Supplied data:
- - -

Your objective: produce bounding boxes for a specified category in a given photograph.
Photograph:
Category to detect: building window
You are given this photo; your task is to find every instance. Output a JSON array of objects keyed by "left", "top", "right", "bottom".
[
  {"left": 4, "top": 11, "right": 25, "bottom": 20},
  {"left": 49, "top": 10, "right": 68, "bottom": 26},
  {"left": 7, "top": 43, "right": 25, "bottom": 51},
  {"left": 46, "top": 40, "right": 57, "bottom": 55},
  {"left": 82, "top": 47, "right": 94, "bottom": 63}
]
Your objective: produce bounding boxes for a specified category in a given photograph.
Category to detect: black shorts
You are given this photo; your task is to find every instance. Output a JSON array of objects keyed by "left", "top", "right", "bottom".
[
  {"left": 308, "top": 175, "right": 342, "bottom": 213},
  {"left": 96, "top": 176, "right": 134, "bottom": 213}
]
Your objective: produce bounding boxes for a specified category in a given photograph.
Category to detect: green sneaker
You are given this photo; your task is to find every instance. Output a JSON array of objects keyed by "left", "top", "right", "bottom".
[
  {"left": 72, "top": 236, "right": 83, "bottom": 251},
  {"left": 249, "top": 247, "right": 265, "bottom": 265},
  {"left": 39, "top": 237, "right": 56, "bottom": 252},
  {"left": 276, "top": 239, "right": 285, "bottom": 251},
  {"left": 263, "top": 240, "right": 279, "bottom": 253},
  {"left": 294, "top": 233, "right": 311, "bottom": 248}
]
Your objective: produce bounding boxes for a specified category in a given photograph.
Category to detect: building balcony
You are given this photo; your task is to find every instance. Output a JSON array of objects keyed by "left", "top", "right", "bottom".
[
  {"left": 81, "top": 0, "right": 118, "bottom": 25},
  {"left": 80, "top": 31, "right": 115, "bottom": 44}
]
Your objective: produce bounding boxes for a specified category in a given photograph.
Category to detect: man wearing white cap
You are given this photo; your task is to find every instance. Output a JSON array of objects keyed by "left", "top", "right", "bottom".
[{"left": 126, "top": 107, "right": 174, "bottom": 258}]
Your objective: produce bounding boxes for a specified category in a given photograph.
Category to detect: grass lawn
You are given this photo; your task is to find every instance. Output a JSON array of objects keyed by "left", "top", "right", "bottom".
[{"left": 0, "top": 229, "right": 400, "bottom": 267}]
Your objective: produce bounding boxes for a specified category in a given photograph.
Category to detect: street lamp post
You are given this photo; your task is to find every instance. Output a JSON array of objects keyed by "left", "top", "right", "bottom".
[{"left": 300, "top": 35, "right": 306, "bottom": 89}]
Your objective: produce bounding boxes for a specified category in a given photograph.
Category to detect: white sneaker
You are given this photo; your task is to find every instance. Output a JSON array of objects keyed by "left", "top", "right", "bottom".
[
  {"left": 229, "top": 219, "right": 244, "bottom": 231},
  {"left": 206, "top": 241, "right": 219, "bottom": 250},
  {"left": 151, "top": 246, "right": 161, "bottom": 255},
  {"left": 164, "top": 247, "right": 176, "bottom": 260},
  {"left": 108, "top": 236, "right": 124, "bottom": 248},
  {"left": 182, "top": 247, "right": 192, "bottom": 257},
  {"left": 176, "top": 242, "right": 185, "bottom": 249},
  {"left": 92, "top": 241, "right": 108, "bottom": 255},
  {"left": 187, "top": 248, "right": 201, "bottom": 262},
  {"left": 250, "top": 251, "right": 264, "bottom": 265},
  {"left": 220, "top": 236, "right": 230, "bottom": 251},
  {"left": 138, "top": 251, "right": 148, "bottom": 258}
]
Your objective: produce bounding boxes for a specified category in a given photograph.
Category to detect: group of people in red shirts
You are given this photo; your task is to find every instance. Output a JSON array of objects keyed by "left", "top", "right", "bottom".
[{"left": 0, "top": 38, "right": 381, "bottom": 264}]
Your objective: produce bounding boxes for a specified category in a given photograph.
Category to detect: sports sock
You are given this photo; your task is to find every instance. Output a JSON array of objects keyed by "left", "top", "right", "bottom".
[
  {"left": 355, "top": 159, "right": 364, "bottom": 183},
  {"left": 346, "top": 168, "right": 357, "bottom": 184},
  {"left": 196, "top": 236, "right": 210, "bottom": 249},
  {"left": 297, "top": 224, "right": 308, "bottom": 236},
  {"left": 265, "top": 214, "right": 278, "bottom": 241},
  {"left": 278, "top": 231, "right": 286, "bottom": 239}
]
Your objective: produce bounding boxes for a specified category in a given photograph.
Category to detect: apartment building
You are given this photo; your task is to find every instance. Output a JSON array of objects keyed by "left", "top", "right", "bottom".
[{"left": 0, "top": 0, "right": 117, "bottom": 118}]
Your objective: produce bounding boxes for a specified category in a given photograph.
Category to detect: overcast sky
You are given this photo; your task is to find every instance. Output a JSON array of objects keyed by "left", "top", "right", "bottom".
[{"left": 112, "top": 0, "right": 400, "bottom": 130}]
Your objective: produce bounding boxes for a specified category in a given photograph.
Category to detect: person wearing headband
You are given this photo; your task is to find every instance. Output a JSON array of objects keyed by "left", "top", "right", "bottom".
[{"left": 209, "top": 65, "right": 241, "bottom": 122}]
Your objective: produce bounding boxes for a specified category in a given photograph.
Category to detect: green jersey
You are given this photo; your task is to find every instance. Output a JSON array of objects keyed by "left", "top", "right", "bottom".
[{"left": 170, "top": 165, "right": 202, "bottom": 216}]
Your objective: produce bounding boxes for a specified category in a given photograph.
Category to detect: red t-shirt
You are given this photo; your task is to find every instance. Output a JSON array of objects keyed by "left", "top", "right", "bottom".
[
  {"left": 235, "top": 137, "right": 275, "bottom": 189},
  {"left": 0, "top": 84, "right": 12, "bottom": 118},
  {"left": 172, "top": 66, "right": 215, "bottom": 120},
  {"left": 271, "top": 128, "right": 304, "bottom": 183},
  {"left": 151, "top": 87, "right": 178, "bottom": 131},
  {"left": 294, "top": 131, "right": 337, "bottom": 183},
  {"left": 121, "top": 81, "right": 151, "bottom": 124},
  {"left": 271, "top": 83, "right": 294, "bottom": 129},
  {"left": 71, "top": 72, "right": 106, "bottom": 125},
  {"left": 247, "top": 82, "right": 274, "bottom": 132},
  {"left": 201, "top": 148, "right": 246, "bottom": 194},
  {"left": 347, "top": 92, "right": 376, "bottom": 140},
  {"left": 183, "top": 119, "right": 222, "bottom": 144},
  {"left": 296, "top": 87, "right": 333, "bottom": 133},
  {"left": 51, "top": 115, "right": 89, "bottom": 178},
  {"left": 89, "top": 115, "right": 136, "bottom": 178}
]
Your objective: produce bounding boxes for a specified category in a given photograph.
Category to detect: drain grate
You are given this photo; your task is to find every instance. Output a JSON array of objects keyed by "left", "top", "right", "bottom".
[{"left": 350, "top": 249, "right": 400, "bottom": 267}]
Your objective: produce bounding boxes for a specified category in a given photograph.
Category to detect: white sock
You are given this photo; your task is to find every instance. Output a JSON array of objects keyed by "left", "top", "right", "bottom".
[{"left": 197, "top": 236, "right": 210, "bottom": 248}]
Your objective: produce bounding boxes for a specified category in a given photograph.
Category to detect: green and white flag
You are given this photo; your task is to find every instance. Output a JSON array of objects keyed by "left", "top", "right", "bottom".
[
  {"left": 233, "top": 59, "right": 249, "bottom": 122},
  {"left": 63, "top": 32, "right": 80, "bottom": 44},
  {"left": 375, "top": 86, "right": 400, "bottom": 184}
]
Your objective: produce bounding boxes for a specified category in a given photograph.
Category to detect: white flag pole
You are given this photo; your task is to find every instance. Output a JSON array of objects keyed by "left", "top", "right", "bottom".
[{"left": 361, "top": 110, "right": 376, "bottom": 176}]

- - -

What you are asked to do:
How many lines of the records contain the word "green"? Reply with the number only.

Finished task:
3